Retype the complete listing without any change.

━━━━━━━━━━━━━━━━━━━━━━━━━━━━━━

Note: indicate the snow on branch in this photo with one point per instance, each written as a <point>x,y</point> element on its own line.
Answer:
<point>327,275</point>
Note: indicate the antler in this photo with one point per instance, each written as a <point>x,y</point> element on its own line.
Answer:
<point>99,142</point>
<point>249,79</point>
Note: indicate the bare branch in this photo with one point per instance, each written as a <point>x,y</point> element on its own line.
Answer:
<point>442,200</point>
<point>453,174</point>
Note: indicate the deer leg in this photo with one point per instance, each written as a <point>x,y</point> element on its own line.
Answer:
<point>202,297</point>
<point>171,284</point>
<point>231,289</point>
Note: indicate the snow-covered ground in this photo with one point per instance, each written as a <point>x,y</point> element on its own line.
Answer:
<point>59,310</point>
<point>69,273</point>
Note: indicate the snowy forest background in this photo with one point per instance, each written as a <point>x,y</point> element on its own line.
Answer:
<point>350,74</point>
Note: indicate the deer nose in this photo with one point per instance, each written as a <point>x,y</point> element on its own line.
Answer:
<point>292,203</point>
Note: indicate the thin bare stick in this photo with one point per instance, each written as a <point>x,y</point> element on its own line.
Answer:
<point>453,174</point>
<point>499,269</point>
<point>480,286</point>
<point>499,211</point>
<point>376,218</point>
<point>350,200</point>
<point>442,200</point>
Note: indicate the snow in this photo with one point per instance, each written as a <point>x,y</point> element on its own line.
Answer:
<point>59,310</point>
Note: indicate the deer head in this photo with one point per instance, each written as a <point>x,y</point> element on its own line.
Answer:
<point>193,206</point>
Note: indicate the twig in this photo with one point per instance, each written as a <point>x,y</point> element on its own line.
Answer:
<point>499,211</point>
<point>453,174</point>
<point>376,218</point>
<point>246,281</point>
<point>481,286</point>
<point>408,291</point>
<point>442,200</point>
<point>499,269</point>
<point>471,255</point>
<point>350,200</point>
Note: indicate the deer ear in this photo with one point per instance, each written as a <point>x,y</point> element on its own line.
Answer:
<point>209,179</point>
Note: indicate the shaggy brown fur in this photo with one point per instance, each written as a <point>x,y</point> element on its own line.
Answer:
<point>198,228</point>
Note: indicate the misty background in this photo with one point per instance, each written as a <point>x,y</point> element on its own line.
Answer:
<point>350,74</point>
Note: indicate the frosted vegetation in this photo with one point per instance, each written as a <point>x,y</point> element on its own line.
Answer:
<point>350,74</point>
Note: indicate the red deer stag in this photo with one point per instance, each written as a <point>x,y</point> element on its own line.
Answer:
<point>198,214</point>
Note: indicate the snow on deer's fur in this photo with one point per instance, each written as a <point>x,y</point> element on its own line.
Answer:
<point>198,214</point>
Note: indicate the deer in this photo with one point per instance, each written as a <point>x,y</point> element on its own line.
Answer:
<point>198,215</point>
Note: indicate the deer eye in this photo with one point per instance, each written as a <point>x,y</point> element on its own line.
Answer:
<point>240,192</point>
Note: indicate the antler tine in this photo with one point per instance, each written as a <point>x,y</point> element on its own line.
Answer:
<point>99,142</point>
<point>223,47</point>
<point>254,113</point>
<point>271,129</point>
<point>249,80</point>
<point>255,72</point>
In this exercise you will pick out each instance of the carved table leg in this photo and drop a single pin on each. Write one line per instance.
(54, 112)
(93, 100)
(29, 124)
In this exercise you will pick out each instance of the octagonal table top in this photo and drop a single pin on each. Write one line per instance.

━━━━━━━━━━━━━━━━━━━━━━━━━━━━━━

Output of the task
Note: indicate the snow on branch in this photo with one point per instance, each written as a <point>x,y</point> element on its own line.
Answer:
<point>327,275</point>
Note: indicate the antler in this photo with one point per instance, each written as a <point>x,y</point> element on its own line.
Answer:
<point>99,142</point>
<point>249,79</point>
Note: indicate the bare branch in this photo with one point per instance, each written as a <point>x,y</point> element on its own line.
Answer:
<point>442,200</point>
<point>453,174</point>
Note: indicate the deer leg in this photo with one point per instance, each written as a <point>x,y</point> element on its own line.
Answer:
<point>202,297</point>
<point>171,284</point>
<point>231,289</point>
Note: indicate the snow-covered ground in this photo with one point per instance, each written as a <point>x,y</point> element on its own line.
Answer:
<point>59,310</point>
<point>69,273</point>
Note: indicate the snowy forest background in this photo with one point per instance, each written as a <point>x,y</point> element on its own line.
Answer:
<point>350,74</point>
Note: indicate the deer nose in this photo with one point per instance, each written as a <point>x,y</point> element on its own line.
Answer:
<point>292,203</point>
Note: indicate the thin bare stick in this photo with one point per instance, each written as a <point>x,y</point> element on its own line.
Answer:
<point>453,174</point>
<point>499,269</point>
<point>480,286</point>
<point>499,211</point>
<point>376,218</point>
<point>350,200</point>
<point>442,200</point>
Note: indicate the snow in this photo with one point per instance, each written as a <point>x,y</point> element on its own line.
Answer:
<point>59,310</point>
Note: indicate the deer head in this photo with one point per instance, each written as a <point>x,y</point> element on its own line.
Answer:
<point>193,206</point>
Note: indicate the twig in this photo with one point per instance, each written as a <point>x,y</point> element on its own line.
Answer:
<point>499,211</point>
<point>453,174</point>
<point>376,218</point>
<point>246,281</point>
<point>481,286</point>
<point>408,291</point>
<point>442,200</point>
<point>499,269</point>
<point>471,255</point>
<point>350,200</point>
Note: indicate the deer ear in this photo with one point per instance, each written as a <point>x,y</point> element on its own line.
Answer:
<point>209,179</point>
Note: indicate the shaggy brown fur in this photo with one point per instance, each written as a <point>x,y</point> element on its own line.
Answer:
<point>198,228</point>
Note: indicate the misty background in this photo with one point per instance, each written as a <point>x,y</point> element on its own line.
Answer:
<point>350,74</point>
Note: indicate the frosted vegetation in this photo with one point per instance, each written as a <point>x,y</point> element on its own line.
Answer:
<point>350,74</point>
Note: indicate the red deer stag in this photo with one point per instance, each written as a <point>x,y</point> element on its own line.
Answer:
<point>198,214</point>
Note: indicate the snow on deer's fur in this photo with one point per instance, each written as a <point>x,y</point> element on its own line.
Answer:
<point>198,214</point>
Note: indicate the deer in this photo with one point per instance, each written as a <point>x,y</point> element on its own line.
Answer:
<point>198,215</point>
Note: indicate the deer eye in this photo with one point per instance, each written as a <point>x,y</point> element on its own line.
Answer:
<point>240,192</point>
Note: indicate the antler tine in this photo with one point per instance, each written as a <point>x,y</point> element on its own line.
Answer:
<point>99,142</point>
<point>223,47</point>
<point>254,113</point>
<point>271,129</point>
<point>249,80</point>
<point>255,72</point>
In this exercise you will pick out each instance of the carved table leg in this photo and drop a single pin on each. Write one line per instance.
(54, 112)
(93, 100)
(29, 124)
In this exercise you will pick out each instance of the octagonal table top in this photo and drop a single pin on each. Write one line per instance.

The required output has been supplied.